* [PASSAGE FOR REVIEW]:
== Segment start ==

The inquirer seeks confirmation that such services may be offered in New York without licensing.

ANALYSIS:

N.Y. Ins. Law § 1116(a)(3)(McKinney 2000) provides, as follows:

(a)(3) Legal services insurance may not be written except (i) in conjunction with prepaid legal services plans as authorized in this section, or (ii) pursuant to a regulation promulgated by the superintendent permitting legal services to be written as part of a policy of liability insurance covering related risks and, provided further, that legal services for defense only coverages for commercial or other business related lawsuits or arbitration proceedings commenced against the business entity that purchased the policy is not more than an incidental part of such liability insurance.

The inquirer intends to set up access plans1 throughout the United States but would like to know what, if any, licensing requirements apply to such activities in New York. N.Y. Ins. Law § 1101(a)(1)(McKinney 2000) defines an insurance contract as any agreement or other transaction whereby one party (the insurer) is obligated to confer benefit of pecuniary value upon another party (the insured or beneficiary), dependent upon the happening of a fortuitous event in which the insured or beneficiary has, or is expected to have at the time of such happening, a material interest which will be adversely affected by the happening of such event. A "fortuitous event" is any occurrence or failure thereof, which is, or is assumed by the parties to be, to a substantial extent beyond the control of either party.

== Segment end ==

Recorded data:
== Segment start ==

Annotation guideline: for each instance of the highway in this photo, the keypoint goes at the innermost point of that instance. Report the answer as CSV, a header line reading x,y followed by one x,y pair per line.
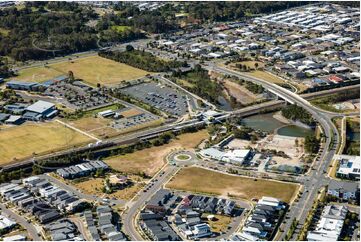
x,y
316,179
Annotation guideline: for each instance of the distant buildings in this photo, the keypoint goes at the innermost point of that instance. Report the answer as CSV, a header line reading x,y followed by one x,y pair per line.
x,y
6,224
264,220
330,225
344,190
20,112
83,169
236,156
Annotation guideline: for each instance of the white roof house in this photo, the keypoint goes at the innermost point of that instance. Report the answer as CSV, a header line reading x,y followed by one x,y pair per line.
x,y
330,225
349,165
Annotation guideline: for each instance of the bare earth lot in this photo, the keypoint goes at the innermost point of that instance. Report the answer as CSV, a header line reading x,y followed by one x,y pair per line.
x,y
240,93
20,142
201,180
92,70
94,186
151,160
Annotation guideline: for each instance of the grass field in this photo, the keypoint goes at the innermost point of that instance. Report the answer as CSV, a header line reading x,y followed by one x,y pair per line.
x,y
121,28
200,180
151,160
93,70
94,186
20,142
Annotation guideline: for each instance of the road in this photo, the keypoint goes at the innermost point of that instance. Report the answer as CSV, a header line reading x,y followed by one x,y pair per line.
x,y
30,228
129,216
316,179
76,192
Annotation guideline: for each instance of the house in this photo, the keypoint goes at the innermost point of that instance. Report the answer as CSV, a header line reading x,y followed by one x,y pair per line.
x,y
40,110
343,190
6,223
330,225
118,181
4,117
201,231
159,230
335,79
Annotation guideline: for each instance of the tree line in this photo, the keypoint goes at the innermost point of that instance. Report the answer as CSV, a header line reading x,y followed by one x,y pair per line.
x,y
142,60
201,83
297,113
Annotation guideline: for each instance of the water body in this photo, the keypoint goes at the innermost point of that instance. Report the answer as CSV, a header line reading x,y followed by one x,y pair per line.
x,y
267,123
294,131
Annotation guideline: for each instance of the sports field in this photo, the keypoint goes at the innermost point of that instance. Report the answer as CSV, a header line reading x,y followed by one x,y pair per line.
x,y
92,70
20,142
201,180
151,160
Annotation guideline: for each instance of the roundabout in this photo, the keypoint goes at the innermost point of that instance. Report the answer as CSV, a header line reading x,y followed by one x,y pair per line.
x,y
182,157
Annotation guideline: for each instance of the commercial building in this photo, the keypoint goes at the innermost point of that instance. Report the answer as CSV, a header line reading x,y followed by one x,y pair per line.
x,y
236,156
40,110
344,190
349,167
330,225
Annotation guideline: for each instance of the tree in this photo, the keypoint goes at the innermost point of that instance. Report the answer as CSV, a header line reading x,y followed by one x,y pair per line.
x,y
129,48
312,144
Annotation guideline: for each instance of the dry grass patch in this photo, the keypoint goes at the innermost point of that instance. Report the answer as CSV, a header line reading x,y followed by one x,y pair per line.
x,y
201,180
150,160
29,139
94,186
92,69
131,112
220,222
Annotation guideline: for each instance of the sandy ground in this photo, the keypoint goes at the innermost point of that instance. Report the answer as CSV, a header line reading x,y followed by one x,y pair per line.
x,y
151,160
94,186
239,92
201,180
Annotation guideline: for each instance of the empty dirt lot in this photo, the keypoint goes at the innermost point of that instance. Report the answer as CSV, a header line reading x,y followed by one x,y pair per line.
x,y
201,180
151,160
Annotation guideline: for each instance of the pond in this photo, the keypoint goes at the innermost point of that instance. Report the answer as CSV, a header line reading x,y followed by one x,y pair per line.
x,y
267,123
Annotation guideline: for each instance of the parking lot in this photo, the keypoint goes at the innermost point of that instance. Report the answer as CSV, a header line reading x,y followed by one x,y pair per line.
x,y
159,96
78,95
135,120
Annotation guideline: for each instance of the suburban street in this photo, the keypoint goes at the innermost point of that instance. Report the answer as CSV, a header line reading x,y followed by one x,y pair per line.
x,y
30,228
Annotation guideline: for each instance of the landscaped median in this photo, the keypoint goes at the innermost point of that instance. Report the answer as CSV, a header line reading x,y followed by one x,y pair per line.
x,y
199,180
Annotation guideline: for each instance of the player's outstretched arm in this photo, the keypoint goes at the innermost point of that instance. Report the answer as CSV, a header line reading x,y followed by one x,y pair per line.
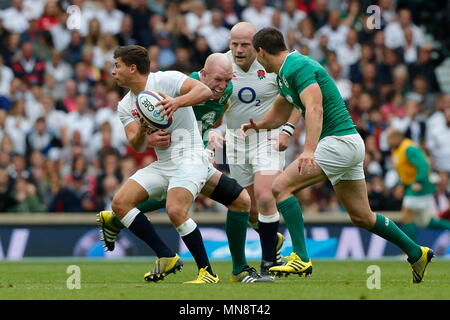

== Segment end ==

* [WHAT TO DO]: Please edit the part of the passage on New York insurance licensing that opens with the words containing "The inquirer seeks" and closes with "such liability insurance.", replacing "liability insurance" with "casualty insurance".

* [WRITTEN SOLUTION]:
The inquirer seeks confirmation that such services may be offered in New York without licensing.

ANALYSIS:

N.Y. Ins. Law § 1116(a)(3)(McKinney 2000) provides, as follows:

(a)(3) Legal services insurance may not be written except (i) in conjunction with prepaid legal services plans as authorized in this section, or (ii) pursuant to a regulation promulgated by the superintendent permitting legal services to be written as part of a policy of casualty insurance covering related risks and, provided further, that legal services for defense only coverages for commercial or other business related lawsuits or arbitration proceedings commenced against the business entity that purchased the policy is not more than an incidental part of such casualty insurance.